Requirements:
Counting with case sensitivity, how many lines of the rows below contain the word "microphone"? Reply with the number only.

─── Records shown ───

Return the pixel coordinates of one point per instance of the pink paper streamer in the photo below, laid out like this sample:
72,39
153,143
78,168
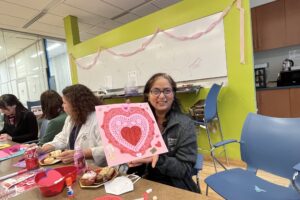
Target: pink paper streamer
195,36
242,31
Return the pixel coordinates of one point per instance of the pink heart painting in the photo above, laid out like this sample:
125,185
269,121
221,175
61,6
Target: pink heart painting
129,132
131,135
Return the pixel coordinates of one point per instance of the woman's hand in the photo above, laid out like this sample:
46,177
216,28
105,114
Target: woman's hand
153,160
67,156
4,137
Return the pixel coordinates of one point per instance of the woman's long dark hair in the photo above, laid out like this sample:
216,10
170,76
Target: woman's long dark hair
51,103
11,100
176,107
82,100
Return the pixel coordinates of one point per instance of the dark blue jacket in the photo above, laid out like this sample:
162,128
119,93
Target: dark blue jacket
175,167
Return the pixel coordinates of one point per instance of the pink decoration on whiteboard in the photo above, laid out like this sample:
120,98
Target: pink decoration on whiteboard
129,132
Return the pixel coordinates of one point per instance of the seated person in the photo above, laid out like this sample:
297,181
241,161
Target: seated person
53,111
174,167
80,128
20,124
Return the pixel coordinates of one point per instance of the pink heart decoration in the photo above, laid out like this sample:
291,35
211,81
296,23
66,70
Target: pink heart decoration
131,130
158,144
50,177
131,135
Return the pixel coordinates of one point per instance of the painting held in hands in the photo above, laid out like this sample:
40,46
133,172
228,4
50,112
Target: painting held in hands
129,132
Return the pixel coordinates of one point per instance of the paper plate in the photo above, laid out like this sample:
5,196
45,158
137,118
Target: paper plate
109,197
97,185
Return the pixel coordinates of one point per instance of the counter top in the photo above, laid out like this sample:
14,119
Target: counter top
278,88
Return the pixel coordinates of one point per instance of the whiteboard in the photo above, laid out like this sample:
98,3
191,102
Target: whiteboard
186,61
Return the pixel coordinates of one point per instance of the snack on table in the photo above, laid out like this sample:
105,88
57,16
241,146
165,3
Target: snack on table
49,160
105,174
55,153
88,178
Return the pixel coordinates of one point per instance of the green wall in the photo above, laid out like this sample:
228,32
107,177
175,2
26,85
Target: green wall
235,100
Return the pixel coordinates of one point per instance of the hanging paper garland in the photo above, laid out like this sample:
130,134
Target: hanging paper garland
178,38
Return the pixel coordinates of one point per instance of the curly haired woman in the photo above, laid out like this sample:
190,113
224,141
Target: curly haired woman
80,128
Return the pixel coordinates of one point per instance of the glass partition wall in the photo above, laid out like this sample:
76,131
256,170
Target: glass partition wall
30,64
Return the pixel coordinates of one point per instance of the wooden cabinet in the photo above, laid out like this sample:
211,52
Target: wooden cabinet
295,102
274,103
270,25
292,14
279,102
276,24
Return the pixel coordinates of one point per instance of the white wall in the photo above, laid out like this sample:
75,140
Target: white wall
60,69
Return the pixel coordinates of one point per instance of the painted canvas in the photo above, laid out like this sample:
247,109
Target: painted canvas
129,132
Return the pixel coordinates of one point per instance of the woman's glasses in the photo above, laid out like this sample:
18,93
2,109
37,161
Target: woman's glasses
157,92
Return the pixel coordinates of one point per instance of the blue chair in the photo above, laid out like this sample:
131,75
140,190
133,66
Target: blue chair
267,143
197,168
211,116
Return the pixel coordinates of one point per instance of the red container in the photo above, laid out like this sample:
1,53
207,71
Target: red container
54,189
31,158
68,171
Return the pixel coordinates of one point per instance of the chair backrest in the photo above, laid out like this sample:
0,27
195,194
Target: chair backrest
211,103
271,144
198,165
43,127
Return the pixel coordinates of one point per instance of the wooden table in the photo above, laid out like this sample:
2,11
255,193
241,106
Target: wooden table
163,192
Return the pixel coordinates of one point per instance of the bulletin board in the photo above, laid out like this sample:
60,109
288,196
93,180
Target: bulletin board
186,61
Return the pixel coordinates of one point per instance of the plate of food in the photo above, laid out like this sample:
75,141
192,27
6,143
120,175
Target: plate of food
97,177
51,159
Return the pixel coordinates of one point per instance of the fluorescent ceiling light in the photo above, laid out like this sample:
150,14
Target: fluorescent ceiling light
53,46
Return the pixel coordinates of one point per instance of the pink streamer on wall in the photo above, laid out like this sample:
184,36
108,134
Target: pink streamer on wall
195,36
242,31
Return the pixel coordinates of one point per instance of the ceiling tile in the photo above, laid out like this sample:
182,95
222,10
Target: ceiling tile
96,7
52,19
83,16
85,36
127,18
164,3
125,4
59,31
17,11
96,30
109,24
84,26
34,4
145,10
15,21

───
─── Records shown ───

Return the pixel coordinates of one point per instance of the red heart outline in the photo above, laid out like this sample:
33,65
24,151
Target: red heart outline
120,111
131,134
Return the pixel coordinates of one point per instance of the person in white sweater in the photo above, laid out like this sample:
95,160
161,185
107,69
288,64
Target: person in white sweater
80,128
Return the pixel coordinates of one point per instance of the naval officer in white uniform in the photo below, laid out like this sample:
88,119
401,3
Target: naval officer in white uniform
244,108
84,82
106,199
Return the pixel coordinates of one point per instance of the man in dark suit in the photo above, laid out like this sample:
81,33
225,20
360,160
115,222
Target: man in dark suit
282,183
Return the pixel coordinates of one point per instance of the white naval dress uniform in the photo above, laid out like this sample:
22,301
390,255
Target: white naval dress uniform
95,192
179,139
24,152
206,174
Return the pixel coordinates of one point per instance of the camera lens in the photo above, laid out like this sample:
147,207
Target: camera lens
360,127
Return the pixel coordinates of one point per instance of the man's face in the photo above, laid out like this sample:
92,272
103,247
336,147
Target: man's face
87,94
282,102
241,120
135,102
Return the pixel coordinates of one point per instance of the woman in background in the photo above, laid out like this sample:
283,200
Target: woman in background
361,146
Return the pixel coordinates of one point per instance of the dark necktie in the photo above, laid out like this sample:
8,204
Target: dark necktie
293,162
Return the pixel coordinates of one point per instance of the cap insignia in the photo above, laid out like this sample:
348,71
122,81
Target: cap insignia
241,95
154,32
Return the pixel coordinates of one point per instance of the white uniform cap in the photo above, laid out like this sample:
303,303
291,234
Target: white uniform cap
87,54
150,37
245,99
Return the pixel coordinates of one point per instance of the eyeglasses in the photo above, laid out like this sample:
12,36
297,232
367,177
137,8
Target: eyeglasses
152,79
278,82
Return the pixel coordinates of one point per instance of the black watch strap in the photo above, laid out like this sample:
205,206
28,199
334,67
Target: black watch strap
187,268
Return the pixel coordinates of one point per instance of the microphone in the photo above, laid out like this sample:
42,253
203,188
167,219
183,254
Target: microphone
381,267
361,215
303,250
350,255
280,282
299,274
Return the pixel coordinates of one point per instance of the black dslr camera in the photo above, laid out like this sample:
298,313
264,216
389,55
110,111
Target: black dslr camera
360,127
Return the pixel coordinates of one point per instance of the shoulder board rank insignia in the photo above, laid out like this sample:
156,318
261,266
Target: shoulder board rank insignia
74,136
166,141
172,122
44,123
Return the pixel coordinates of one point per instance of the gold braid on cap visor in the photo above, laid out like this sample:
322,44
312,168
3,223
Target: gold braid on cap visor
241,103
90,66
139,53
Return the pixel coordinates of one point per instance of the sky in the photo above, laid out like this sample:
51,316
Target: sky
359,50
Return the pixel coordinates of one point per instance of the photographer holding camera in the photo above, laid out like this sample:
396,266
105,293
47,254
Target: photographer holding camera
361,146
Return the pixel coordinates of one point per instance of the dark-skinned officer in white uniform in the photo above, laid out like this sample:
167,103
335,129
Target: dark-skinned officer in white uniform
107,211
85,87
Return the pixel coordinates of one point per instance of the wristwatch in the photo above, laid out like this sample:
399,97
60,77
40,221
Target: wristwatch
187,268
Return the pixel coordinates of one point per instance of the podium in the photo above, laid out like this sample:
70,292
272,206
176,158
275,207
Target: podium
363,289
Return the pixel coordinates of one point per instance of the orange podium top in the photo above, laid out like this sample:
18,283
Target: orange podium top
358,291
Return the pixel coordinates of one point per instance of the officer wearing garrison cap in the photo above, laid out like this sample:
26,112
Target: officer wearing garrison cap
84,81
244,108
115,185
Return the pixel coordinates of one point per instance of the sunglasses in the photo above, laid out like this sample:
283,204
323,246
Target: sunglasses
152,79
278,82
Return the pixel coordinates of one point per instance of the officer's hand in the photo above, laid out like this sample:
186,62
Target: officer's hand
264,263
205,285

───
─── Records shown ───

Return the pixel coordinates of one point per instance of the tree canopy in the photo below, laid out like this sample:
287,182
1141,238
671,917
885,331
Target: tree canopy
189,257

───

The completed task:
2